Gather every line in the listing below that contains the string "mountain", counting only matches with the same capitalization.

■ Given information:
----------------

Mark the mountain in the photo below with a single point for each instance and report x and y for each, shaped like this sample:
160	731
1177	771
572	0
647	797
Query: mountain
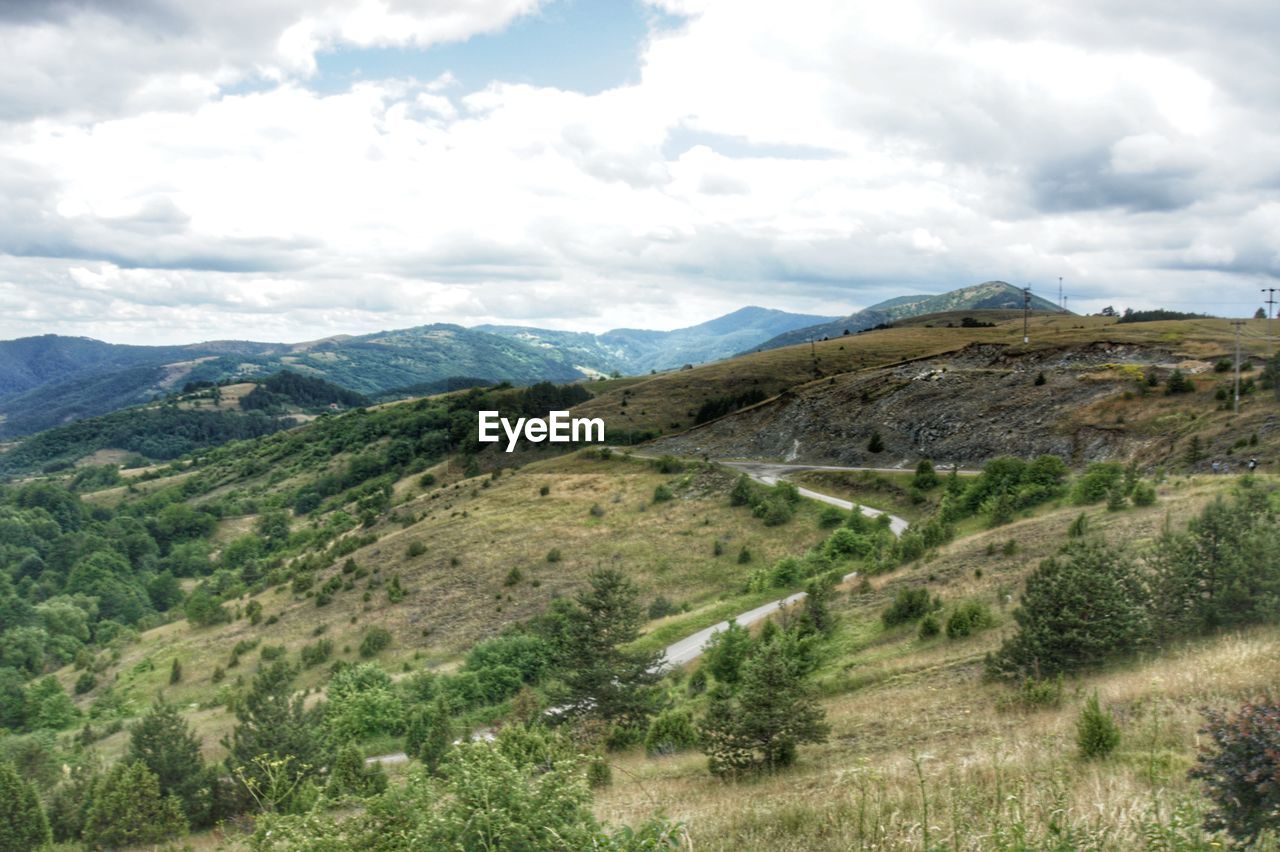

----------------

■ Task response:
Mark the mountain in the photo below with a single point for each instance and report x and y for each, shaped like this sample:
Query: mountain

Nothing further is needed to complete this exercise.